◆ **Dataset records**
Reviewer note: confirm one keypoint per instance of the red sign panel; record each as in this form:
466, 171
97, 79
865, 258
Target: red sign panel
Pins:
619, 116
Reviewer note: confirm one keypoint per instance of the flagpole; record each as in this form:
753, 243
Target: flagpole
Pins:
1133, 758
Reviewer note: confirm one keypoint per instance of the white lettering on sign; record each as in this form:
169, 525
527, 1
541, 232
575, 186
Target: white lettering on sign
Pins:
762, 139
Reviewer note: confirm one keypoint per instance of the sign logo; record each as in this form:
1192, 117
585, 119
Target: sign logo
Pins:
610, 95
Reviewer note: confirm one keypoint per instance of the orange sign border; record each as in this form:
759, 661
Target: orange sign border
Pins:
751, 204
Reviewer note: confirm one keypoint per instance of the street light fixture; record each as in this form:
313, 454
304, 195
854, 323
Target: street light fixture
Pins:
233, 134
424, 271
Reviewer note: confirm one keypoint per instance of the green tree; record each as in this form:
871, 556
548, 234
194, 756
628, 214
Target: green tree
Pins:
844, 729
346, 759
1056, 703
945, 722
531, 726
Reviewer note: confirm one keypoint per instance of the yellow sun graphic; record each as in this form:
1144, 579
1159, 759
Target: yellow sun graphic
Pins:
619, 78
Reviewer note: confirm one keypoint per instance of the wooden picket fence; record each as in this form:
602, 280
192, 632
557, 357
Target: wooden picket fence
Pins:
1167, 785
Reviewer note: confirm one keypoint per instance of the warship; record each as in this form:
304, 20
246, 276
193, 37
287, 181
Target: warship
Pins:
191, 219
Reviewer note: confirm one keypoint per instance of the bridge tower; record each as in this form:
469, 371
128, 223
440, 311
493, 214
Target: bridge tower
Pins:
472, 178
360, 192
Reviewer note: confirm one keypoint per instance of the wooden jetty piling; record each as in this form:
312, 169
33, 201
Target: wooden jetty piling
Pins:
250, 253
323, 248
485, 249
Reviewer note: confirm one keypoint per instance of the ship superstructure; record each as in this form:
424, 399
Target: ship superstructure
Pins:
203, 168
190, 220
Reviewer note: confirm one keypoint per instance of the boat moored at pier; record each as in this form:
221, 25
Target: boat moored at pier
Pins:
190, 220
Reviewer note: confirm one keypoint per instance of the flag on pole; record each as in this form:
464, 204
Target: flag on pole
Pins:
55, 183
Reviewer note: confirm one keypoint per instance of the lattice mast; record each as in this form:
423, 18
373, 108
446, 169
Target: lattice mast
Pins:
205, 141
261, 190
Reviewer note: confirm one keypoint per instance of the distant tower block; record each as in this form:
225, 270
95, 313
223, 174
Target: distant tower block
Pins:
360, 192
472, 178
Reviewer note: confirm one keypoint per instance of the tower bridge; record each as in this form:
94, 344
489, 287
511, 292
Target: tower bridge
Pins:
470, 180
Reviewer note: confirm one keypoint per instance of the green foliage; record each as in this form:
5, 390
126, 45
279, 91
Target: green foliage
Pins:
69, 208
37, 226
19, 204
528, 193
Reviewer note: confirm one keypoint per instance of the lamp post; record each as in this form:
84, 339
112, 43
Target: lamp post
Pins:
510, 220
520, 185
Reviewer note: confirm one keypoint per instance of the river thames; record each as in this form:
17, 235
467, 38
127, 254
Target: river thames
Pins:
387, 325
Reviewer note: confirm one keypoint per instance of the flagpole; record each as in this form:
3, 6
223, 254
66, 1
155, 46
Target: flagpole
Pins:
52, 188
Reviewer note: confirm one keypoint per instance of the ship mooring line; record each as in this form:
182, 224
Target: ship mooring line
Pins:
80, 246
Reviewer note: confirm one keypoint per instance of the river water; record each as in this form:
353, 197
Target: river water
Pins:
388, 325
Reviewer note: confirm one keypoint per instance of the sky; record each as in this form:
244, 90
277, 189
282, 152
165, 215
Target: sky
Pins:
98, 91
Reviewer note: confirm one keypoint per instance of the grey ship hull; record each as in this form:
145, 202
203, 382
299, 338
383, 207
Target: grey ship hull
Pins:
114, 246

◆ **To do**
Filter the data above, keeping only lines that include the string "block".

◆ **Exercise response**
Reviewer note: confirm one keypoint per instance of the distant tower block; record each as in this form:
Target: distant tower block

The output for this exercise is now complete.